- The poster for UFC Fight Night: Machida vs. Anders
- Promotion: Ultimate Fighting Championship
- Date: February 3, 2018
- Venue: Arena Guilherme Paraense
- City: Belém, Brazil
- Attendance: 10,144

Event chronology
| UFC on Fox: Jacaré vs. Brunson 2 | UFC Fight Night: Machida vs. Anders | UFC 221: Rockhold vs. Romero |

= UFC Fight Night: Machida vs. Anders =

UFC mixed martial arts event in 2018

UFC Fight Night: Machida vs. Anders (also known as UFC Fight Night 125) was a mixed martial arts event produced by the Ultimate Fighting Championship held on February 3, 2018, at Arena Guilherme Paraense in Belém, Brazil.

==Background==
While the UFC has hosted several events in Northeast Brazil, the event marked the promotion's first visit to Pará in the country's North region.
##############################
§ **Short problem 1**
How many people attended the event described in the UFC Fight Night article?
§ **Short problem 2**
Carry on the UFC Fight Night article from its last sentence, adding more to its Background section.
##############################
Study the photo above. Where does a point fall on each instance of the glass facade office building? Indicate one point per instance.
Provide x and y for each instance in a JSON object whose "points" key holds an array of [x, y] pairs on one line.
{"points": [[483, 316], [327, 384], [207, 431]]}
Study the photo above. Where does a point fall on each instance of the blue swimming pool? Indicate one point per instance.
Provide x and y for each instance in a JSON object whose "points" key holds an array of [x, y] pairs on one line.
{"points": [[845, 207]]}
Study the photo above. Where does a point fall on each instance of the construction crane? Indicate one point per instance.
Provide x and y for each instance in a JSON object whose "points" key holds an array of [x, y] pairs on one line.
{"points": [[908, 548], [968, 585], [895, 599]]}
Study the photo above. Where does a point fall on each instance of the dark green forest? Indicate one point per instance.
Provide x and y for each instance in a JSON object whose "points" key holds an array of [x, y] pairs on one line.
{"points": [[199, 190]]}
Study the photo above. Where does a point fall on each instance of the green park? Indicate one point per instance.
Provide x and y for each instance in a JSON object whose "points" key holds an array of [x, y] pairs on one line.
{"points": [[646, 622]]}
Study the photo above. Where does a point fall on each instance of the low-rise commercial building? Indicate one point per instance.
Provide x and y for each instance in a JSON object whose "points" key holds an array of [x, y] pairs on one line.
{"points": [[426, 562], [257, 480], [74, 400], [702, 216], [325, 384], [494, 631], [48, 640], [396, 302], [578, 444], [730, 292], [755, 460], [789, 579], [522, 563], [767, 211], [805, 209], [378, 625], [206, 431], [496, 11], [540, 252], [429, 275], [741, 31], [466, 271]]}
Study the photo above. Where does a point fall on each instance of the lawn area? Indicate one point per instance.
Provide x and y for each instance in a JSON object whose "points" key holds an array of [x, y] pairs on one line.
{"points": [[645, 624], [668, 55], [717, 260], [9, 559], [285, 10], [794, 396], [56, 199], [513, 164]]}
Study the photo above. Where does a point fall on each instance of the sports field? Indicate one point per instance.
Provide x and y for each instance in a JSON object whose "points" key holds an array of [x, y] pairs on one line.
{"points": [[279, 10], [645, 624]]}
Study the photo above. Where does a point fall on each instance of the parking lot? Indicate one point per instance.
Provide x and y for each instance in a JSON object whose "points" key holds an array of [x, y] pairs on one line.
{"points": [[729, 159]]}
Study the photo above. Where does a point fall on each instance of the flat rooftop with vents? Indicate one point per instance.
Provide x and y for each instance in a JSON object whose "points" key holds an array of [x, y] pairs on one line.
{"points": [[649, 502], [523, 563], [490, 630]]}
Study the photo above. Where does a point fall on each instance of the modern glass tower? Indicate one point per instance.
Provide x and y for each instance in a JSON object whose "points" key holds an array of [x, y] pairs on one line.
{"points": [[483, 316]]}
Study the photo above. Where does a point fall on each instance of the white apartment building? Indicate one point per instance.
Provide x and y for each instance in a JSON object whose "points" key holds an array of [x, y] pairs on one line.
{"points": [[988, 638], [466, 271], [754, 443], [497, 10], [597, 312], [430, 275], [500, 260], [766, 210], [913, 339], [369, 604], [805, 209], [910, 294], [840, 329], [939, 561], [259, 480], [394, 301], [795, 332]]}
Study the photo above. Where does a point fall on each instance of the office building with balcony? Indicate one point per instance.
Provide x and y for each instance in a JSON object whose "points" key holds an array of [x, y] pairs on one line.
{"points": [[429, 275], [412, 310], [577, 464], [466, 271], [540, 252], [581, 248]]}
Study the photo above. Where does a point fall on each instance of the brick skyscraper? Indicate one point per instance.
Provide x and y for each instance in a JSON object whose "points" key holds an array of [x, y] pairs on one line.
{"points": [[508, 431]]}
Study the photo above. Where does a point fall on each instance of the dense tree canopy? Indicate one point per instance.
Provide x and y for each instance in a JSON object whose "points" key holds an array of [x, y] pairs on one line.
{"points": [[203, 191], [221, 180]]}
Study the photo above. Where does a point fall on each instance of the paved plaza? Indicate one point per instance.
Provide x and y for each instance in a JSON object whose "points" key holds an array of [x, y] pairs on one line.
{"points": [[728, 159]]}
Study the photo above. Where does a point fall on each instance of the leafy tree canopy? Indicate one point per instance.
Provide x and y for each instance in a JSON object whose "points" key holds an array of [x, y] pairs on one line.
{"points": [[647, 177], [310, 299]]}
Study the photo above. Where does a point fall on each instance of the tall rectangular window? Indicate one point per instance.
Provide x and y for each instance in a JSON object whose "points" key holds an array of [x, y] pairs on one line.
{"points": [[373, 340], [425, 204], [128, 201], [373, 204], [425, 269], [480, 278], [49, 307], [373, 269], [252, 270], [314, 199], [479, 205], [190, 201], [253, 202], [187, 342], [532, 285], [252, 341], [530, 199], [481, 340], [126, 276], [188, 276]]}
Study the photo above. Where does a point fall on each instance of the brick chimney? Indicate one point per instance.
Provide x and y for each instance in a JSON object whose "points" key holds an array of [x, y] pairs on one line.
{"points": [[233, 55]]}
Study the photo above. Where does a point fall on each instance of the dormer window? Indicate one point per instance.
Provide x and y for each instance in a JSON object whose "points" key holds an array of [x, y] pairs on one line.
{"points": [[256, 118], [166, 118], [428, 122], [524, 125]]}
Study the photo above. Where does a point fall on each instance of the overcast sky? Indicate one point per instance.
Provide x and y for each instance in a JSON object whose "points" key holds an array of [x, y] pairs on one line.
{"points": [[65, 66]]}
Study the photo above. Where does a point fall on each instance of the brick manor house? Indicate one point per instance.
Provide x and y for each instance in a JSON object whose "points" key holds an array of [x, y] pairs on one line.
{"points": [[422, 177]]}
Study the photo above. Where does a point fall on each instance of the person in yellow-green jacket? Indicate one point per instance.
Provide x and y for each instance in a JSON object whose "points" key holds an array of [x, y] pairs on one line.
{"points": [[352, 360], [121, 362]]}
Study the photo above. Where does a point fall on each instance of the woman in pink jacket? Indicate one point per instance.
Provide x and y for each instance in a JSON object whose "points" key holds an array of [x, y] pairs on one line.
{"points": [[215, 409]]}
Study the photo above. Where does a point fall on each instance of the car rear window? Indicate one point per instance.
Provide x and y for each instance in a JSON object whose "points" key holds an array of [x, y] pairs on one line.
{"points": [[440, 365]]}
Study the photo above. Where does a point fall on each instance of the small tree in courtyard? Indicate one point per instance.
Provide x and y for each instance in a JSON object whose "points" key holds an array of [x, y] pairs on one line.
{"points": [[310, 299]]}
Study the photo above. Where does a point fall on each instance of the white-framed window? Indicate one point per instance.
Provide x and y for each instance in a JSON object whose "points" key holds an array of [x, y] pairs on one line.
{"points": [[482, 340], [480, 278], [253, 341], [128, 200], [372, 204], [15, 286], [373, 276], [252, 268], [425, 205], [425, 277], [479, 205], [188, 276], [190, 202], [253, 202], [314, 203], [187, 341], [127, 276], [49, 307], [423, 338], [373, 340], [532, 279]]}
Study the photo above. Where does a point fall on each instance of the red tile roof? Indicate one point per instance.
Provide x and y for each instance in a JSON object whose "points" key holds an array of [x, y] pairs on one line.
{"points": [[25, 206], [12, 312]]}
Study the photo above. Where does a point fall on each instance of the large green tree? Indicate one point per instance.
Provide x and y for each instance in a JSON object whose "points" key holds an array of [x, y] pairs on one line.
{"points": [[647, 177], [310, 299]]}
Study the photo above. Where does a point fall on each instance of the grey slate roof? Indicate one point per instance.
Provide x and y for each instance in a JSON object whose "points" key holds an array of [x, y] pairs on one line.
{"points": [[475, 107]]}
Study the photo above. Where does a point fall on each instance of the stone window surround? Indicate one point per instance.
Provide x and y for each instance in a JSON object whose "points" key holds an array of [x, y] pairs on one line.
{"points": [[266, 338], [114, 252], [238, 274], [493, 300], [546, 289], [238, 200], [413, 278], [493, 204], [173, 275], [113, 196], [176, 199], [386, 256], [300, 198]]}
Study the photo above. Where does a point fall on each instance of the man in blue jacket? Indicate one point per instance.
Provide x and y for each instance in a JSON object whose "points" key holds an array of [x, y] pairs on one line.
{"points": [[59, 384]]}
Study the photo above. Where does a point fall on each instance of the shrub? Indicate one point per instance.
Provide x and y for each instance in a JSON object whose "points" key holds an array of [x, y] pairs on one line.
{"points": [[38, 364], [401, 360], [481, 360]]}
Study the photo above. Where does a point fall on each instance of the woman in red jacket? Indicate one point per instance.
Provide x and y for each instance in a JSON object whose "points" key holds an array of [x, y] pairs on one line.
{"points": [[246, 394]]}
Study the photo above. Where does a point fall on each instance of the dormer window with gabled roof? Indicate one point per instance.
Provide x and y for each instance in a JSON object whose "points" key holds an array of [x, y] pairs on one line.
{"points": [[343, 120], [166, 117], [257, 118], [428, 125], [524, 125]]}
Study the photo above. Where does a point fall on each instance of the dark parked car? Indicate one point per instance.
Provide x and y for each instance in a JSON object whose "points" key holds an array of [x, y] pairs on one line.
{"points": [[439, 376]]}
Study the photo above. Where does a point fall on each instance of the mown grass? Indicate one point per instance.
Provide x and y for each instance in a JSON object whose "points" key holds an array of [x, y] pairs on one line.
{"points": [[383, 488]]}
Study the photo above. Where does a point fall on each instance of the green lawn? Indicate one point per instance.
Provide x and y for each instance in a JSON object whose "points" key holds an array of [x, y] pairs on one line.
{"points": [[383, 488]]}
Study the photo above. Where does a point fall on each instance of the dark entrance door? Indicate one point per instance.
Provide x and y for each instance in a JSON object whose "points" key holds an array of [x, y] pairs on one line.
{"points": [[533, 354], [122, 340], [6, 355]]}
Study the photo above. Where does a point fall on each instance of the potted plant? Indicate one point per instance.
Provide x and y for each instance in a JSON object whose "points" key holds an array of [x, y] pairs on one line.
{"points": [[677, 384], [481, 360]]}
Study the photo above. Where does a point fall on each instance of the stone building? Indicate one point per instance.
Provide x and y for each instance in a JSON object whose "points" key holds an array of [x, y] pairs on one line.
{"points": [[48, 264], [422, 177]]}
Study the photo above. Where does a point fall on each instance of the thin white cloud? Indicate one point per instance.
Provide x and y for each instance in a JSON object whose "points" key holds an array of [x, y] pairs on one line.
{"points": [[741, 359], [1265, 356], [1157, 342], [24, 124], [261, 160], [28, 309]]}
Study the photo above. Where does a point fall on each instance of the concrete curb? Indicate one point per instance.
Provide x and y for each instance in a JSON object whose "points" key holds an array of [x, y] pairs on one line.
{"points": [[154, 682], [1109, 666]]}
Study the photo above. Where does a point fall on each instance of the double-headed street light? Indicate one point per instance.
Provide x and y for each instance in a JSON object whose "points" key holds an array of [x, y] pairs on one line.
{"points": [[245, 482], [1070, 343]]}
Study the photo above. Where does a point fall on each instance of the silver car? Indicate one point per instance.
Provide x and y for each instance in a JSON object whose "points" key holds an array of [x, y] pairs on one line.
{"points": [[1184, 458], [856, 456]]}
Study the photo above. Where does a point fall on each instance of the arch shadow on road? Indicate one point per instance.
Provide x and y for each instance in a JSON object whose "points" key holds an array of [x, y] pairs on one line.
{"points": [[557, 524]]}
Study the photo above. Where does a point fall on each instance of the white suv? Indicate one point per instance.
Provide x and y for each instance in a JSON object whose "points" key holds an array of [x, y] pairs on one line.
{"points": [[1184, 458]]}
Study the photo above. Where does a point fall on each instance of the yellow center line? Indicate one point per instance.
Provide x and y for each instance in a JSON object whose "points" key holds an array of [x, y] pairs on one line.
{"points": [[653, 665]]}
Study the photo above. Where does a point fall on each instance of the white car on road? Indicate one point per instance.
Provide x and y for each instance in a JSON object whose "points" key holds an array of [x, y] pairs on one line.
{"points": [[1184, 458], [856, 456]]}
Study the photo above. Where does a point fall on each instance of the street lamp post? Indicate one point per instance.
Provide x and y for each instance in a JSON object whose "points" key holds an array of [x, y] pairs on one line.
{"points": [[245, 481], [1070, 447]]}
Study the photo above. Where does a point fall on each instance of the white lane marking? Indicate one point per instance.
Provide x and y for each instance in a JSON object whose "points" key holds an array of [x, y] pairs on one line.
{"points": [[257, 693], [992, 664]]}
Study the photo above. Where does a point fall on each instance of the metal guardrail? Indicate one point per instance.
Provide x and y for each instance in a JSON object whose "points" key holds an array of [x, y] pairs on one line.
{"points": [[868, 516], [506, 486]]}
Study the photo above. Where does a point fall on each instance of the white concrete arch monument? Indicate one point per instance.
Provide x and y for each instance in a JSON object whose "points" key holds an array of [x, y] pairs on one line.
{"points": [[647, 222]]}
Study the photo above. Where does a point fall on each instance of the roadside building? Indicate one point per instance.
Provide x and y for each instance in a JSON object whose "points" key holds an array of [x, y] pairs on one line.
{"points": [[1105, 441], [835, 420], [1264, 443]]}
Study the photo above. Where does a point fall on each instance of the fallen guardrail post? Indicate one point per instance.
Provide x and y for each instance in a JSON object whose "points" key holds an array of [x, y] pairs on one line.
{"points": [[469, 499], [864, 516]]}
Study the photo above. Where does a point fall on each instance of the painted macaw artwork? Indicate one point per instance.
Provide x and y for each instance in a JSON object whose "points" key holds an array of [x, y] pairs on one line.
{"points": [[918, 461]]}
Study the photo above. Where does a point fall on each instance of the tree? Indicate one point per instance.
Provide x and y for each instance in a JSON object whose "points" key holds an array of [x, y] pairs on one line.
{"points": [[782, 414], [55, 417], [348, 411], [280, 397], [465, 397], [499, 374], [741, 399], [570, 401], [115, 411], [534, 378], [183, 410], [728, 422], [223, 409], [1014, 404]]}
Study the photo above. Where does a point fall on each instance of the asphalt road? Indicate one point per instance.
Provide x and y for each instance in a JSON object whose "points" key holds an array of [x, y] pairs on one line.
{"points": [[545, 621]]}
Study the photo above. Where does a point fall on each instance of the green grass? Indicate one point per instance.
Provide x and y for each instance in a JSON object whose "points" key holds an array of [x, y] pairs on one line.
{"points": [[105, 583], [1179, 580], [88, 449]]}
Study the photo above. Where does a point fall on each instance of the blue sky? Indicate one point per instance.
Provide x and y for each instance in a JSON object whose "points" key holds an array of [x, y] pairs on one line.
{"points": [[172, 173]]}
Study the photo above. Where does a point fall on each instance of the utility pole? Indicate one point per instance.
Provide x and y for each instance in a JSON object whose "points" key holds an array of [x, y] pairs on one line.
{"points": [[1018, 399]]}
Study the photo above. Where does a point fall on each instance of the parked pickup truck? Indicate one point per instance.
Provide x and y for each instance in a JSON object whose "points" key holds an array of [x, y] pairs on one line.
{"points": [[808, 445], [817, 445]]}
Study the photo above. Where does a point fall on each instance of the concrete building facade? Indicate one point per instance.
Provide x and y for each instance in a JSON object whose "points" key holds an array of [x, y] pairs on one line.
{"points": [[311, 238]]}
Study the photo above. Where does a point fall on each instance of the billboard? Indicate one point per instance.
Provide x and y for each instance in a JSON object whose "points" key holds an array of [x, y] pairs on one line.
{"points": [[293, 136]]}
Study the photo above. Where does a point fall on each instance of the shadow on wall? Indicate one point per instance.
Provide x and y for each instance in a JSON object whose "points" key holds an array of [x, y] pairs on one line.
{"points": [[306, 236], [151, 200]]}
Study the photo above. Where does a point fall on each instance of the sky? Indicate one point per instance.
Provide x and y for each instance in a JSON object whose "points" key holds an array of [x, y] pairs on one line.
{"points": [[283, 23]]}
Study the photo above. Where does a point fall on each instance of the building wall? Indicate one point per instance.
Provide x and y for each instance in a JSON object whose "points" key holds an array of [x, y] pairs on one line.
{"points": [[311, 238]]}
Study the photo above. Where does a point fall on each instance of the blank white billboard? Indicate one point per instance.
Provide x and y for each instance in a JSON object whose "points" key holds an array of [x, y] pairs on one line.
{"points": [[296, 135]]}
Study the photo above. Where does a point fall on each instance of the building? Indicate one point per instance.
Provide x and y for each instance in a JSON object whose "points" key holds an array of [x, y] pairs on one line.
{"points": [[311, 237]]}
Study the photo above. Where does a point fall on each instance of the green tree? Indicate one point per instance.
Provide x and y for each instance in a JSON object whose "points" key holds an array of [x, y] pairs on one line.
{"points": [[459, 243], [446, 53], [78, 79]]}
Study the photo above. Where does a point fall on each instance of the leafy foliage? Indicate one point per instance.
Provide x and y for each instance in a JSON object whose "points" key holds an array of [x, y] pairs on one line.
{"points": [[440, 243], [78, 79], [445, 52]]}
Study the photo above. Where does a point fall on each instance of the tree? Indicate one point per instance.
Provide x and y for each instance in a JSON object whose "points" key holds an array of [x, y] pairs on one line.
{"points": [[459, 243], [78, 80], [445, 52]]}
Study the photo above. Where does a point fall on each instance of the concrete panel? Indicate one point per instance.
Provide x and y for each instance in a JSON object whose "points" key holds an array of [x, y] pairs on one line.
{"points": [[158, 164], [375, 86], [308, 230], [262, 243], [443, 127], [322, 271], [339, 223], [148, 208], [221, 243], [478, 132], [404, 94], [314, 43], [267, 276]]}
##############################
§ **Response 1**
10,144

§ **Response 2**
A middleweight bout between former UFC Light Heavyweight Champion Lyoto Machida and Eryk Anders headlined this event.

Luis Henrique was scheduled to face Timothy Johnson at the event. However, Henrique was removed from the pairing in early December and was replaced by Marcelo Golm.

At the weigh-ins Michel Prazeres weighed in at 161 pounds, 5 pounds over the lightweight non title fight upper limit of 156 pounds. As a result, the bout proceeded at catchweight and Prazeres was fined 20% of his purse which went to his opponent Desmond Green. Pedro Munhoz also missed weight, 4 pounds over the bantamweight non title fight upper limit of 136 pounds. In turn, his bout against former UFC Flyweight Championship challenger and The Ultimate Fighter: Team Bisping vs. Team Miller bantamweight winner John Dodson was pulled from the card after Dodson declined to take the fight. Meanwhile, Prazeres was supposed to weigh a maximum of 173 pounds on the night of the event for the fight to proceed as scheduled, but according to Green's camp, Prazeres weighed in at 180 pounds. Despite that, Green still accepted the fight and Prazeres gave him 40% of his purse.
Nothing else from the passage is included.